(Texte fourni)
.....

Certains ont choisi ce métier par hasard, par tradition familiale ou parce qu’ils ont cru que c’était un créneau porteur. Il y en a d’autres qui l’ont choisi par conviction, en voulant s’engager pour une cause. Deux d’entre eux, qui ont prêté serment fin 2015, nous parlent de leurs aspirations, de leurs premières expériences, de leurs craintes et de leurs espoirs.

Pourquoi et comment se lancer dans cette carrière ?
A.L. J’ai toujours été intéressé par les questions environnementales (agriculture paysanne, AMAP pour étudiants, etc.), mais je ne me suis pas senti la vocation d’avocat dès l’enfance. J’ai choisi une filière de droit avec un programme assez ouvert : de la philosophie, des sciences politiques. En master 1, lors d’une année de césure aux Pays-Bas, en droit international, j’ai eu la chance d’être en contact avec un professeur engagé dans le droit de l’environnement. C’était une belle expérience, impliquant des jeunes très actifs, travaillant avec les associations. Ensuite en master 2, j’ai fait mon stage à France Nature Environnement et j’ai donc pu mieux apprécier le monde associatif, la puissance du collectif.
Les mobilisations qui partent de la base, les associations, c’est primordial, les partis politiques peuvent rendre les revendications plus institutionnelles, leur donner plus de résonance, mais ils ne sont pas toujours très efficaces ; le droit peut être un outil. Le droit de l’environnement, c’est très manichéen : soit tu défends les gens, soit tu défends les pollueurs, il faut choisir un camp. Certes, avec un master de droit, on peut aussi devenir juriste associatif, on peut plaider des causes sans être avocat, certains le font très bien, mais un avocat a une sorte de légitimité supplémentaire vis-à-vis des juges. Et puis, les associations n’ont en général pas les moyens d’embaucher.

.....

(Travail demandé)
A - Reformulez sous forme de liste plus concise le paragraphe du texte fourni commençant par « Les mobilisations qui partent de la base », en conservant ses faits essentiels.
B - Recopiez à l’identique le passage du texte fourni qui débute à « Certains ont choisi » et s’achève à « de leurs espoirs. ».

(Données enregistrées)
.....

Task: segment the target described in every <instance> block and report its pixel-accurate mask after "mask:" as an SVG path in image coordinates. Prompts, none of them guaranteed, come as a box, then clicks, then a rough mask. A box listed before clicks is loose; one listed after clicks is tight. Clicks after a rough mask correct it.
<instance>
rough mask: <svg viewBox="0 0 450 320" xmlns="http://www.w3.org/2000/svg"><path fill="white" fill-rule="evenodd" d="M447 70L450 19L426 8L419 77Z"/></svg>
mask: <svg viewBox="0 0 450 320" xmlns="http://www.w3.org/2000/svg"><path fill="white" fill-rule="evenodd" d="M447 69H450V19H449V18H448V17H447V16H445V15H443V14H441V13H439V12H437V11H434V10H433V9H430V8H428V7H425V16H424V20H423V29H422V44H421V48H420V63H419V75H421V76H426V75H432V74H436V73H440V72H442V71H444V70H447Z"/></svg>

.....

(Réponses par consigne)
A -
- Les mobilisations de terrain et les associations sont primordiales.
- Les partis politiques peuvent rendre les revendications plus institutionnelles et leur donner plus de résonance, mais ils ne sont pas toujours très efficaces.
- Le droit peut être un outil.
- Le droit de l’environnement est très manichéen : il faut choisir entre défendre les gens et défendre les pollueurs.
- Avec un master de droit, on peut devenir juriste associatif et plaider des causes sans être avocat.
- L’avocat dispose toutefois d’une légitimité supplémentaire vis-à-vis des juges.
- Les associations n’ont en général pas les moyens d’embaucher.

B -
Certains ont choisi ce métier par hasard, par tradition familiale ou parce qu’ils ont cru que c’était un créneau porteur. Il y en a d’autres qui l’ont choisi par conviction, en voulant s’engager pour une cause. Deux d’entre eux, qui ont prêté serment fin 2015, nous parlent de leurs aspirations, de leurs premières expériences, de leurs craintes et de leurs espoirs.